* **Text shown**:
Introduction
Wrapping C++ libraries for use from Python is
a profitable undertaking, given the wealth of functionality that
becomes available after doing so. Python, in contrast with Java,
has been designed from the outset to be easily extensible with
‘foreign' libraries written in C. C++, however, is a far more
complex language than C, and requires careful attention to the
creation, ownership and destruction of objects. Trolltech have
made the work even more complicated with the invention of a
special meta-object pre-compiler needed to get techniques like
signals and slots working.
These days it is not usual to wrap C++
libraries by hand. If only because of the size of the Qt
libraries, it probably isn't practical to write these bindings
manually, so an automated tool, sip, was
developed by Phil Thompson (the PyQt developer) to generate the
necessary binding code.

* **Information supplied**:
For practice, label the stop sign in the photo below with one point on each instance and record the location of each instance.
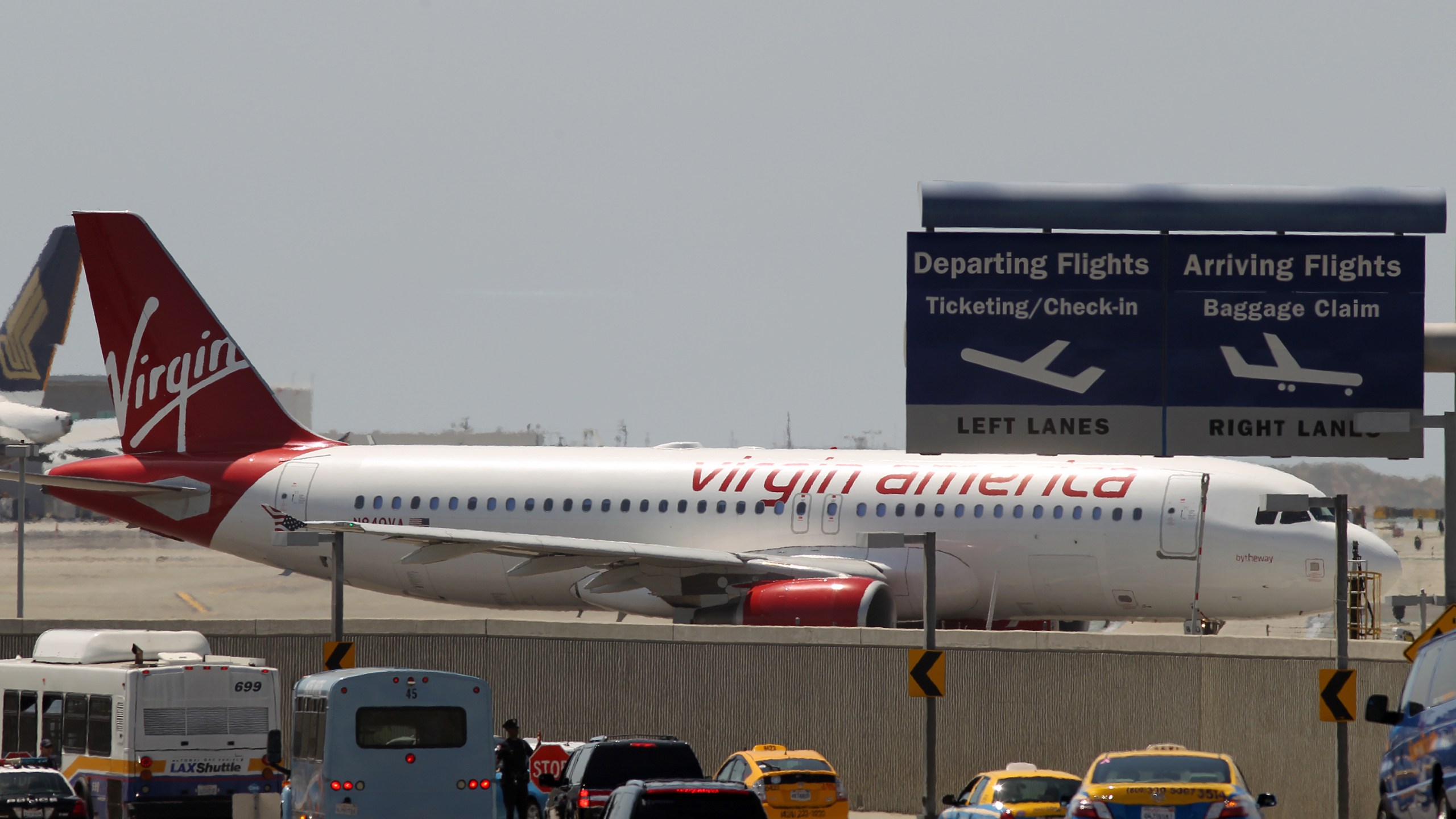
(548, 760)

* **The task**:
Please continue the introduction about wrapping C++ libraries for Python, starting right after its last sentence.

* **Answer to the problem**:
As you know, PyQt is a set of Python
bindings for the Qt libraries. That means that PyQt isn't a
translation of Qt into Python—instead, the ‘bindings' let
you access and use the C++ Qt libraries from the Python language
via an intermediate wrapper library, which is also written (or
rather, generated) in C++.
The sip program
generates these C++ ‘wrappers'. Wrappers are chunks of C++ code
that allow Python to pass data to and from other C++ code and to
invoke C++ methods or functions. Sip gets
its name (and some of it's architecture) from another wrapper
generator named swig. In fact,
sip started out as a small
swig, although it has grown a bit since
then. It is specifically designed to generate Python bindings
for C++ libraries, while swig is more
general purpose, and can wrap C libraries for a variety of
scripting languages. Of course, sip also
offers some additional functionality, like support for signals
and slots, Python inheritance of C++ objects, and many other C++
language features:
Re-implementation of C++ virtual methods
in Python.
Sub-classing C++ classes from
Python.
Access to a C++ class's protected
methods.
Overloading of C++ functions and methods
with different parameter type signatures.
Automatic translation between C++
classes and similar (but more appropriate) Python
types.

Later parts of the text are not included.